■ PASSAGE SHOWN ■

This notebook will explain the following topics and concepts:


1) Functions - Basics

2) Apply functions to DataFrames

3) Vectorized Functions
- Using `numpy`
- Using `numba`

3) Aggregation

4) Transformation

5) Filter


# Functions - Basics

A way to group and reuse python code, removes the need to copy/past code.

D.R.Y - Dont repeat yourself

Use the `def` keyword to define a function

Python used indentation to define blocks of code

Use the `return` keyword to have the function return a value

In [None]:
# First Function
def foo():
    # indent 4 spaces
    # function code here
    print("Calling Foo")
    
    
# execute the function
foo()

In [None]:
# Second function
# Have the function return a value

def my_sq(n):
    return n * n

# execute the function
my_sq(9)

In [None]:
# Third Function

def my_exp(x, e):
    return x ** e

# exdecute the function
my_exp(6, 3)

# Apply (Basics)

Use apply to use a fucntion across rows or columns of a DataFrame

Use `func` to indentify function to be executed

## Create a simple DataFrame

In [None]:
import pandas as pd

d = {
    'a': [10,20,30],
    'b': [20,30,40]
}

df = pd.DataFrame(data=d)

display(df)

## Apply over a series

**NOTE** <BR>
- a column / row in a DataFrame is a Series

In [None]:
# Cannot apply a function that takes ZERO argumentz

# This is an error
# df['a'].apply(foo)

### Single Parameter Function

In [None]:
# Uses the value in each cell as the argument to the function
df['a'].apply(func=my_sq)

In [None]:
df

### Multiple Parameter Function

In [None]:
# Uses the value in each cell as the argument to the function
# Use the keyword argument to pass in the value for 'e'
df['a'].apply(func=my_exp, e=3)

■ PROBLEMS TO WORK ON ■
**1.** List the names of all functions that the pandas notebook defines with the `def` keyword.
**2.** According to the note in the pandas notebook, what is a column or row in a DataFrame?
**3.** Carry on writing the pandas notebook from the point where it stops.

■ RECORDS SUPPLIED ■
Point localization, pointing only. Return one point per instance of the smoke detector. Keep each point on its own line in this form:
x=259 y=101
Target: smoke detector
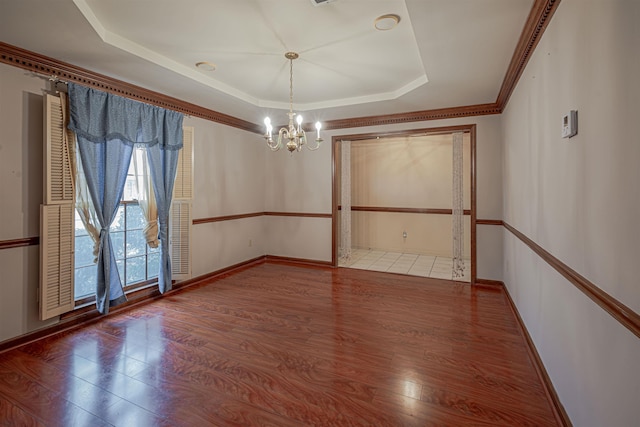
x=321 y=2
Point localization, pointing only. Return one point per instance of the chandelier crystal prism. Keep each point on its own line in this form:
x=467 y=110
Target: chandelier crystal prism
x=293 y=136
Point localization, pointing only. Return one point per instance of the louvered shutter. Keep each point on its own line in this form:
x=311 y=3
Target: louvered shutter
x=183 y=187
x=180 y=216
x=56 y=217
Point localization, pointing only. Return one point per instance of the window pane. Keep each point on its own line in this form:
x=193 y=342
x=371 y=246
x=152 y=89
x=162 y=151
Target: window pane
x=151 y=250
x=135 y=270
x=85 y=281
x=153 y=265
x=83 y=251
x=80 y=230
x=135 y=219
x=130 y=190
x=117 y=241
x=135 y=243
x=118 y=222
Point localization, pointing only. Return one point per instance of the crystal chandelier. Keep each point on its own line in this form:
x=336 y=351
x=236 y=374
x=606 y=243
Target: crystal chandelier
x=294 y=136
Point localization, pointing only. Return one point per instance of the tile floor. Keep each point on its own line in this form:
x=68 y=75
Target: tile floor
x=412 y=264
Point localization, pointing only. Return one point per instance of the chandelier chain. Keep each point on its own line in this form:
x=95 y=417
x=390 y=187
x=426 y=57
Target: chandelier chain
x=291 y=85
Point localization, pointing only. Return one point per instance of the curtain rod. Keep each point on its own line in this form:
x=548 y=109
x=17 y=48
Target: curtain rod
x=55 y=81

■ TASK RESULTS ■
**1.** foo, my_sq, my_exp

**2.** A Series.

**3.**
## Apply over a DataFrame

In [None]:
def print_me(x):
    print(x)
    

### Column-wise Operations

- `axis=0`

In [None]:
df.apply(func=print_me, axis=0)

### Row-wise Operations

- `axis=1`

In [None]:
df.apply(func=print_me, axis=1)

## Advanced Apply

Use the titanic dataset to write more advanced apply operations

In [None]:
import pandas as pd
import numpy as np
import seaborn as sns

df_titanic = sns.load_dataset('titanic')

### Define some functions

In [None]:
# Number of missing values in a Series 
def count_missing(ser):
    nulls = pd.isnull(ser)
    
    return np.sum(nulls)

# Proportion of missing values in a Series 
def prop_missing(ser):
    num = count_missing(ser)
    den = ser.size
    
    return num/den

# Proportion complete
def prop_complete(ser):
    return 1 - prop_missing(ser)

### Try them out

In [None]:
# Default is column wise
missing = df_titanic.apply(func=count_missing)
print(missing)

In [None]:
# Explicitly set the column-wise ordering
p_missing = df_titanic.apply(func=prop_missing, axis=0)
print(p_missing)

In [None]:
# Rowwise
p_complete = df_titanic.apply(func=prop_complete, axis=1)
print(p_complete)

# Vectorized Functions

## Create a simple DataFrame

- Same as DataFrame at astart of Notebook

In [None]:
import pandas as pd

d = {
    'a': [10,20,30],
    'b': [20,30,40]
}

df = pd.DataFrame(data=d)

display(df)

## Vectorized Arithmetic

e.g. average of 2 values

Note that `pandas` and `numpy` will perform either scalar or vector arithmetic.


In [None]:
def avg_2(x,y):
    return (x+y)/2

# Scalar
print(avg_2(10,100))

# Vector
print(avg_2(df['a'], df['b']))

## Non-Vectorized Arithmetic

Not all functions can be automaticall vectorized

In [None]:
import numpy as np

def avg_2_modified(x,y):
    if (x == 20):
        return np.NaN
    else:
        return (x + y) / 2

# Scalar
print(avg_2_modified(10,100))
print(avg_2_modified(20,100))

# Vectors
## Does not compile
#print(avg_2_modified(df['a'], df['b']))

## Option 1 - Use np.vectorize

Use `numpy.vectorize` to change the function so that when given a vector of values, it will perform element-wise calculactions. <BR>

Useful in 2 cases

1 - When you dont have the source code for the function, use `np.vbectorize()`

2 - When you do have the source code for the function, use the `vectorize decorator`

In [None]:
# Case 1
avg_2_mod_vec = np.vectorize(avg_2_modified)

# Scalar
print(avg_2_mod_vec(10,100))
print(avg_2_mod_vec(20,100))

# Vectors
print(avg_2_mod_vec(df['a'], df['b']))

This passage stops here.